Questions on the material:
**a.** In the excerpt about Father Drimped's death, which bell did Mr. Hanke say he was going to toll?
**b.** Do these statements agree with the excerpt about Father Drimped's death? Answer yes or no for each, and quote the deciding words. (i) The bishop of the Jefferson City diocese attended Father Drimped's funeral. (ii) Elmer Friemonth was the local undertaker. (iii) Father Bowles later left the priesthood.
**c.** Carry on the excerpt about Father Drimped's death and funeral from the point where it stops.
═══ Page excerpt ═══
I was with Father Bowles in the rectory later that morning when Mr. Hanke came in looking lost. "I'm going to toll the bell," he said. He meant the off-key one that was rung at funerals. The rope for it in the belfry had a special loop at the end and was pulled off to one side, away from the three or four ropes used for ringing Sunday chimes.
Mr. Hanke's tolling of the bell seemed to go on forever. Was it for half an hour? An hour? Pulling that rope was the kind of repetitive task Mr. Hanke took in stride. I pictured him in the belfry, waiting just long enough that Glasgow citizens might turn back to work, and then pulling the rope again.
But the world did not stop. During the next few days leading up to Father Drimped's burial, I learned a distinction that has stayed with me ever since: the distinction between people and institutions. Father Drimped put people first, institutions second. He was not disloyal to the church, but his caring for people went beyond church policy, and sometimes around it.
His placing the person ahead of rules, the human spirit before politics and bureaucracy, had undoubtedly been noticed by officials in the church hierarchy. Father Bowles spoke to me with much bitterness, on that day of Father Drimped's death, about the lack of honor and recognition our late pastor had received from the diocese. Father Bowles, in some ways cut from the same cloth as Father Drimped, would later leave the priesthood.
Because I knew Father Drimped's holiness so well from my own experience, I was shocked—even heartbroken—by how little fuss the church made over his death. I don't mean the parish. The people of St. Mary's mourned his passing with great sorrow. The Sisters insisted that his body be clothed for burial in the finest vestments the parish owned. Groups of parishioners took turns keeping vigil when his body lay in state in St. Mary's. I could tell that Elmer Friemonth, the local undertaker and thus a man who had much experience with death rituals, was personally shaken and put off-balance by this one.
The bishop of the Jefferson City diocese, on the other hand, was otherwise occupied and did not attend Father Drimped's funeral. Since, for the sake of protocol, there needed to be some bishop in attendance, an auxiliary bishop from St. Louis was brought in for the occasion. I chanced to see him when he and his retinue pulled up to the rectory in an expensive black car. I watched people genuflect and kiss his ring when he got out. His self-important air contrasted sharply with Father Drimped's shyness and humility.
═══ Supplied information ═══
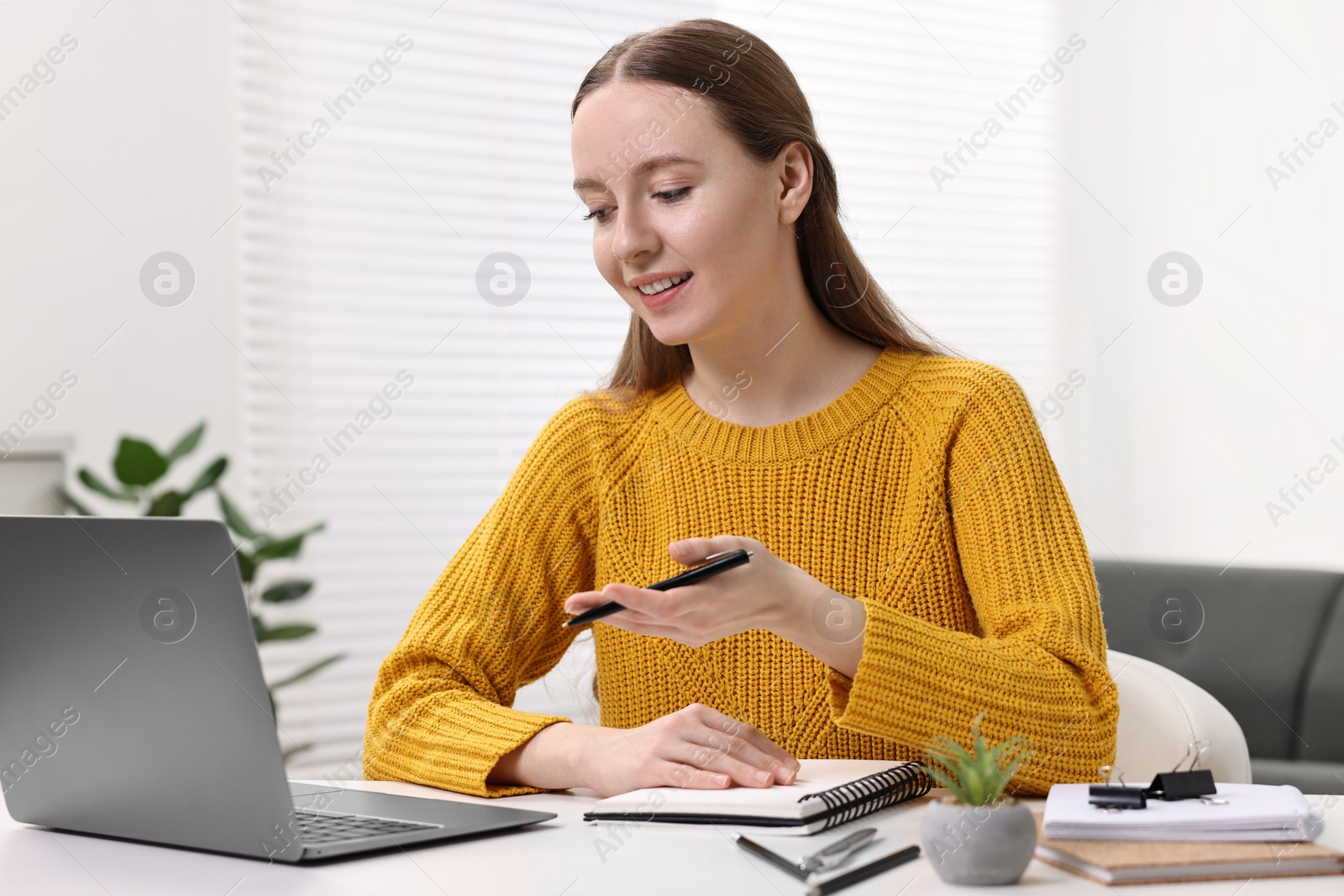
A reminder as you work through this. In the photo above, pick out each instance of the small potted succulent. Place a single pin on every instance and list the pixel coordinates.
(976, 835)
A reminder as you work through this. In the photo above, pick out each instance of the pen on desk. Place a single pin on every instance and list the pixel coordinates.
(714, 564)
(864, 872)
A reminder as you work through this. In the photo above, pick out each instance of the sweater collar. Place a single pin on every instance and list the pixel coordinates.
(790, 439)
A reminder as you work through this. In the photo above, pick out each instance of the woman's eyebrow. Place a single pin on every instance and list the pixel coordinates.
(647, 165)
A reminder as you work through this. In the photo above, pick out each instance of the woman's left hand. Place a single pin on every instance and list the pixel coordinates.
(765, 593)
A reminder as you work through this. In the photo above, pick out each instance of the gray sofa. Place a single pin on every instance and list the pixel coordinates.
(1268, 644)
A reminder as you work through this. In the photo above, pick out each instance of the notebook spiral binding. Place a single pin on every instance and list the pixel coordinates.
(874, 792)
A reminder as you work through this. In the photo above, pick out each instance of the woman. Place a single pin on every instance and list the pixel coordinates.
(916, 562)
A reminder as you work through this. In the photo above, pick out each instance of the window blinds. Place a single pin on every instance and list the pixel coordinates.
(386, 149)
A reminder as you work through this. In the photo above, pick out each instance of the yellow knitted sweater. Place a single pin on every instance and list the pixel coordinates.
(925, 490)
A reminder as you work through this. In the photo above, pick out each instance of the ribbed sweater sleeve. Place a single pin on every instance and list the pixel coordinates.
(1038, 664)
(441, 711)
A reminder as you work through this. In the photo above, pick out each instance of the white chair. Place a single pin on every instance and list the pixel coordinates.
(1162, 714)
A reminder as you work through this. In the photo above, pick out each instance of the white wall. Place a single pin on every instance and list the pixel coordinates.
(1195, 418)
(138, 118)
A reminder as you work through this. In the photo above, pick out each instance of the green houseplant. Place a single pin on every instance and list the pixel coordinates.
(139, 472)
(976, 835)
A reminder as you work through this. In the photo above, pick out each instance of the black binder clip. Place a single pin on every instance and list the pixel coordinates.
(1112, 797)
(1184, 785)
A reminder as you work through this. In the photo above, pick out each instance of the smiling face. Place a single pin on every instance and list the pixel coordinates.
(672, 195)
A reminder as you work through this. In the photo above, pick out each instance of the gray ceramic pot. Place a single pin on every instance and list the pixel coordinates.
(979, 844)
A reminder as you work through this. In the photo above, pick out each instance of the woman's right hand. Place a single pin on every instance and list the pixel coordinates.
(696, 747)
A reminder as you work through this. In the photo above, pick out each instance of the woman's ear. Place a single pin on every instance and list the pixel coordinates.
(795, 179)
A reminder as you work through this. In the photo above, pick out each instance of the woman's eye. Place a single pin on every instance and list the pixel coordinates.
(667, 195)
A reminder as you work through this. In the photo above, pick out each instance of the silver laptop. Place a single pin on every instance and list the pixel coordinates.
(132, 703)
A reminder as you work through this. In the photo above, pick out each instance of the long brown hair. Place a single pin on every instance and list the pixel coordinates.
(754, 97)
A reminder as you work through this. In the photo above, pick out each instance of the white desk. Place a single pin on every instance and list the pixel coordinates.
(554, 859)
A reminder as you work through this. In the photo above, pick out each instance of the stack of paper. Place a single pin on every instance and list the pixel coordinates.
(1250, 812)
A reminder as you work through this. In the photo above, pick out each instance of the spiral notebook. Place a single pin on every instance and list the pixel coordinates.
(827, 793)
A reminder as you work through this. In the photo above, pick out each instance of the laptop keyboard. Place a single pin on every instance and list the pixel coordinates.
(324, 828)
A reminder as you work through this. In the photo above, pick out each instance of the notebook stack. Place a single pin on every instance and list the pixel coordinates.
(1245, 831)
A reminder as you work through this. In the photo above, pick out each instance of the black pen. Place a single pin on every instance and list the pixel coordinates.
(864, 872)
(714, 564)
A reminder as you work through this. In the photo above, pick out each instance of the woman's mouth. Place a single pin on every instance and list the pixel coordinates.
(663, 291)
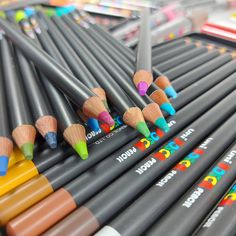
═══
Set of answers:
**a.** The off-key one that was rung at funerals.

**b.**
(i) No: "did not attend Father Drimped's funeral"
(ii) Yes: "Elmer Friemonth, the local undertaker"
(iii) Yes: "would later leave the priesthood"

**c.**
After the funeral, our late pastor's body was taken to St. Louis for burial in the priests' section of Calvary Cemetery. Mom and Dad let me make the trip, so that I could be present for the interment. I expected to see all kinds of church dignitaries, but there was not a single one. Only a handful of people were present, so few that I was enlisted to help carry the coffin from hearse to grave.
A few weeks later a new pastor arrived at St. Mary's: a former army chaplain named Father Bernard Mers. He was a nice guy: fatherly toward me, friendly toward Mom and Dad, and helpful in the arrangements for Marg's marriage that fall. Father Mers encouraged my studies for the priesthood, which I continued for a further five years.
Even so, Father Drimped's death, and the contrast between how local parishioners responded to it and how church officials did, marked a turning point in my attitude toward Catholicism and toward life itself. Little by little I came to understand the distinction between people and institutions, and to accept Father Drimped's priority on the first of these. Following rules is no substitute for caring. Better to call one person by name and respond to his or her concerns than to lecture a crowd on abstract principles.
Accepting this great truth and putting it into practice are, of course, two different things. As hundreds of university students can attest, I still lecture a lot.